- DESCRIPTION OF THE TASK -
Your task is to return all of the entries below exactly, leaving out each picture.

(Dataset entries)
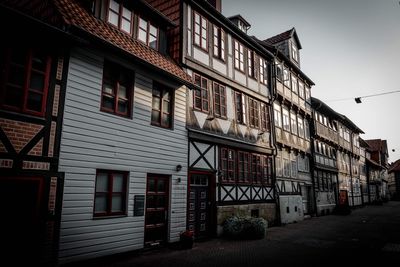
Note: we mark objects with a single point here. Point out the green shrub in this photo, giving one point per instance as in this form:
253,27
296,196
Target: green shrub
245,227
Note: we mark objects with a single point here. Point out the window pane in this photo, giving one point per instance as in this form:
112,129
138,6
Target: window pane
118,182
126,25
37,81
102,182
123,106
166,120
108,102
100,204
161,185
155,116
113,18
122,92
156,103
166,107
34,101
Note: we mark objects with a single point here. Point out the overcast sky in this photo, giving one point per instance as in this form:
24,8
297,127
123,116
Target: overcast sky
351,48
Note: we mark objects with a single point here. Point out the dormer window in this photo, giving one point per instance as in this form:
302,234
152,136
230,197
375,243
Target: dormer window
148,33
295,53
120,17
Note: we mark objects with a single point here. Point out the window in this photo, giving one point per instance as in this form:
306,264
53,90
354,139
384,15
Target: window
24,84
278,166
256,168
162,106
294,85
286,167
201,95
264,117
293,122
300,126
228,165
148,33
240,108
295,55
253,113
286,125
111,193
244,166
301,90
251,64
200,31
219,100
219,43
294,168
120,16
277,115
263,71
117,90
239,56
306,129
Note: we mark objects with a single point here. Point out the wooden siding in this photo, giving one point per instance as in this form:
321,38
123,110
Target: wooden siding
92,140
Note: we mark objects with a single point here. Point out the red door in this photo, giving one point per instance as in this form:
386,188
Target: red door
200,203
156,220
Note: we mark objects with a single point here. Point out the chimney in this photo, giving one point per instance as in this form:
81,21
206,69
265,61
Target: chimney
216,4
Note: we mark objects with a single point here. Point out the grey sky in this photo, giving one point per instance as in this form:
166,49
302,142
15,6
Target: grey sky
350,48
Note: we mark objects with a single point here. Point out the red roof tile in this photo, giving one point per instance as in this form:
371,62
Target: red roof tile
71,12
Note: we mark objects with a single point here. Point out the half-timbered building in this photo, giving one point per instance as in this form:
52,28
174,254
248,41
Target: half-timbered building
228,115
292,116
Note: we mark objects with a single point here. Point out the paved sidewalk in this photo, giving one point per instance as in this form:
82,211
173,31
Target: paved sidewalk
369,235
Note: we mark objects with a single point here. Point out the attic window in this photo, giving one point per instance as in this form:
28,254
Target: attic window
120,16
295,54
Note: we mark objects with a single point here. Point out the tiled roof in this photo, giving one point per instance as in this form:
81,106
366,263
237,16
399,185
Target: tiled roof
72,13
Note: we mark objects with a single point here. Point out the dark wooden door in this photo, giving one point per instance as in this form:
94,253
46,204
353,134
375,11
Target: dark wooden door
200,203
156,220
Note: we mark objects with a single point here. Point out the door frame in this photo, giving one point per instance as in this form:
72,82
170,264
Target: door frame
212,198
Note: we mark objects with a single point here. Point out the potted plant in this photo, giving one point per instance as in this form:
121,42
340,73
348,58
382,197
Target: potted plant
186,239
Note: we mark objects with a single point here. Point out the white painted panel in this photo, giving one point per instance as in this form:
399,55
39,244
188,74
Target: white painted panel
93,140
201,55
219,66
240,77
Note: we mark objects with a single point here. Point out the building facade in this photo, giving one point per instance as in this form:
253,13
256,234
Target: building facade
228,116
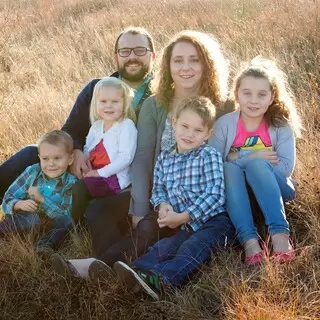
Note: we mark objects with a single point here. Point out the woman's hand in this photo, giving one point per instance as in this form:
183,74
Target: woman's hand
91,173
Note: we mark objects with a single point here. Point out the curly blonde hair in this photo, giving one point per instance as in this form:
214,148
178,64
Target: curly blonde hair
127,94
214,81
282,111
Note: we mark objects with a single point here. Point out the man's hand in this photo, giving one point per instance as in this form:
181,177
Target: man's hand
173,219
268,155
164,208
135,221
25,205
80,165
35,194
91,173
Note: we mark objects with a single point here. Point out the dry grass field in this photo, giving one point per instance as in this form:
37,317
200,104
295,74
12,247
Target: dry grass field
50,49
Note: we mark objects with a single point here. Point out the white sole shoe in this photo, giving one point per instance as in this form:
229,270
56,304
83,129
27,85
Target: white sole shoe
132,280
99,270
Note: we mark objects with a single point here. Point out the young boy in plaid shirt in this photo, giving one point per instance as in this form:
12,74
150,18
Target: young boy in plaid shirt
188,192
43,189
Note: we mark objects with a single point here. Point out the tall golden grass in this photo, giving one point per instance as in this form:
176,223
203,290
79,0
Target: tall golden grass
49,50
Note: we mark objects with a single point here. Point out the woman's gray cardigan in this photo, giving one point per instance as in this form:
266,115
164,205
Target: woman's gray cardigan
150,126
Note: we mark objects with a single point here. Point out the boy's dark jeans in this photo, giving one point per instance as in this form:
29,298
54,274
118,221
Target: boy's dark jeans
23,221
178,257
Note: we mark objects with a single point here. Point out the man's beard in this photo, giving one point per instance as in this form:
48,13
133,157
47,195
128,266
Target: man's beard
135,77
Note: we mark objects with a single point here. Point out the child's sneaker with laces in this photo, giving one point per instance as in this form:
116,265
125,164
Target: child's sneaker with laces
136,279
98,270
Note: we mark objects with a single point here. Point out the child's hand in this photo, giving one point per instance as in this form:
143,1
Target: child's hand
268,155
173,219
164,208
233,156
34,193
25,205
91,173
80,164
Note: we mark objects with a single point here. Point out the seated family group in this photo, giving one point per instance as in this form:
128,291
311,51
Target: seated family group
161,197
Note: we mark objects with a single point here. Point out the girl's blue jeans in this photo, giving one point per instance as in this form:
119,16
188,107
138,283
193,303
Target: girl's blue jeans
179,256
59,227
270,187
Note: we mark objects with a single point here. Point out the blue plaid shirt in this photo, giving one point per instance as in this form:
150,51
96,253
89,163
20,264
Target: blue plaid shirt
57,192
190,182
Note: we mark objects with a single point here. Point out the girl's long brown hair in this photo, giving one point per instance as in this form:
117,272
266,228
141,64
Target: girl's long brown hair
282,111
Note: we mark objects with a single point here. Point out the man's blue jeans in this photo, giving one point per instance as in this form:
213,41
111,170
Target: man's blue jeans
179,256
270,187
14,166
59,227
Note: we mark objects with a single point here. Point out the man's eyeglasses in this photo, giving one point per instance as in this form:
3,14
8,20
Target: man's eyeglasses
138,51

- RESPONSE TO THE EXERCISE -
Note: we mark objects with a single point here. Point out the green shrub in this photo, giving one point per instance as in this form:
253,27
296,196
Target: green shrub
245,227
Note: we mark objects with a single point here. Point out the window pane in this photo, giving one point per instance as in this form:
112,129
138,6
Target: window pane
118,182
126,25
37,81
102,182
123,106
166,120
108,102
100,204
161,185
155,116
113,18
122,92
156,103
166,107
34,101
Note: we mark objects with a single point here. Point out the overcast sky in this photo, giving one point per instance as in this form:
24,8
297,127
123,116
Target: overcast sky
351,48
Note: we mark objects with a single point here. Point out the dormer window in this photo, giving one point per instance as in this form:
302,234
152,136
230,197
375,243
Target: dormer window
148,33
295,53
120,17
Note: we mark objects with a single point here. Point out the window in this photo, giving one point per instance as in this form:
306,264
53,90
354,139
384,15
Target: window
24,84
278,166
256,168
162,106
294,85
286,167
201,95
264,117
293,122
300,126
228,165
148,33
240,108
295,55
253,113
286,125
111,193
244,166
301,90
251,64
200,31
219,100
219,43
294,168
120,16
277,115
263,71
117,90
239,56
306,129
Note: we mark objects with a single point here. Point out the wooden siding in this photo, giving one point per instance as in this form:
321,38
123,110
Target: wooden siding
92,140
Note: we mark objects with a single point here. Point out the red door in this photo, giving one point per instance as in this form:
386,188
Target: red door
200,203
156,220
Note: we mark objects with a single point here. Point out the chimney in this photo, giving one point per instance as in this form:
81,21
206,69
265,61
Target: chimney
216,4
Note: we mark objects with a single point here. Point out the grey sky in this photo, giving one point per instance as in this form:
166,49
302,142
15,6
Target: grey sky
350,48
Note: we mark objects with a single point here. Point out the red roof tile in this photo, giving one point per instance as in this form:
371,62
Target: red roof tile
71,12
Note: we mark objects with a single point here. Point out the half-timbered building in this photo, giving one point per instance as in this form:
52,28
174,254
248,41
Target: half-timbered building
228,115
292,116
Note: we mark objects with a single point here. Point out the paved sidewalk in this photo, giving one point per instance as in this form:
82,211
173,31
Target: paved sidewalk
369,235
Note: we mark objects with a single point here. Point out the attic window in this photo, giving one point per instance as in this form:
28,254
Target: attic window
120,16
295,54
Note: we mark objects with a single point here. Point out the tiled roof in this photo, giving one point per instance as in this form:
81,106
366,263
237,16
399,185
Target: tiled roof
72,13
Note: we mark objects with a single point here. Point out the dark wooden door in this photo, giving one point per instance as in this form:
94,253
46,204
353,134
375,11
Target: dark wooden door
200,203
156,220
Note: we mark objects with a single point here. Point out the door frame in this photo, giving one point per instance as in this form:
72,82
170,264
Target: door frame
212,198
Note: we mark objects with a single point here. Point out the potted plant in this photo, giving one point per instance as in this form:
121,42
340,73
348,58
382,197
Target: potted plant
186,239
Note: we mark objects with a single point here. Point out the white painted panel in this photo, giving one point per instance as in this form:
399,55
39,244
188,74
Target: white painted panel
93,140
201,55
219,66
240,77
Note: we mark objects with a single point here. Point out the building facade in this photo, giving one point per instance as in this form:
253,13
256,234
Target: building facade
228,116
Note: we mark objects with a single point here. Point out the woman's hand in this photo, giving one point per instance as in this form:
183,74
Target: woman's hand
91,173
Note: we mark objects with a single point here. Point out the curly blonde hair in this photo, giving one point per instance as in this form:
214,148
178,64
Target: curly blonde hair
127,94
214,81
282,111
Note: we mark objects with a single point here. Point out the man's hand in this photo, giving one point per instance as in this form:
181,177
Target: man's hand
173,219
268,155
164,208
135,221
25,205
80,165
35,194
91,173
Note: we mark objects with a single point here. Point out the dry grass field in this photo, giving one point per instance as in this form:
37,317
200,104
295,74
12,247
Target: dry grass field
50,49
Note: we mark objects with a single point here. Point out the white sole shoe in this photo, giving one point per instance as in this form:
229,270
56,304
83,129
27,85
Target: white sole shoe
132,280
99,270
Note: we mark objects with a single point here. Point out the young boy in plaid shirt in this photo, giving one point per instance as in this form:
12,74
150,18
Target: young boy in plaid shirt
188,192
43,189
Note: we mark objects with a single point here. Point out the tall golden grass in this photo, giving one point per instance as in this form:
176,223
203,290
79,0
Target: tall golden grass
49,50
Note: we mark objects with a single point here. Point out the woman's gray cardigan in this photo, giving one point per instance as in this form:
266,115
164,205
Target: woman's gray cardigan
150,126
Note: we mark objects with a single point here. Point out the boy's dark jeans in this photo, giving one point per instance as in this form:
29,298
54,274
118,221
Target: boy's dark jeans
23,221
178,257
Note: we mark objects with a single point here. Point out the man's beard in this photo, giving one point per instance as in this form:
48,13
133,157
47,195
128,266
Target: man's beard
135,77
Note: we mark objects with a single point here. Point out the child's sneaker with laces in this photo, giving one point per instance as in this form:
116,265
125,164
Target: child's sneaker with laces
136,279
98,270
Note: we mark objects with a single point here. Point out the child's hand in this photo, giving one point per instance as in this form:
143,1
Target: child's hand
268,155
173,219
164,208
233,156
34,193
25,205
91,173
80,164
Note: we mark objects with a single point here. Point out the seated family group in this photo, giving one point per instance as in this form:
128,291
311,51
Target: seated family group
161,197
Note: we mark objects with a single point here. Point out the girl's blue jeans in this photo, giving one point per instance as in this form:
119,16
188,107
138,283
193,303
Target: girl's blue jeans
179,256
59,227
270,187
Note: we mark objects with a single point here. Point out the blue plaid shirt in this photo, giving one point per instance as in this form:
150,51
96,253
89,163
20,264
Target: blue plaid shirt
57,192
190,182
Note: we mark objects with a single point here. Point out the girl's long brown hair in this photo, giving one point per instance as in this form:
117,272
266,228
141,64
Target: girl's long brown hair
282,111
Note: we mark objects with a single point here. Point out the man's blue jeans in this photo, giving one point per instance as in this form:
213,41
111,170
Target: man's blue jeans
179,256
270,187
14,166
59,227
Note: we mark objects with a single point here. Point out the man's eyeglasses in this photo, giving one point per instance as in this form:
3,14
8,20
Target: man's eyeglasses
138,51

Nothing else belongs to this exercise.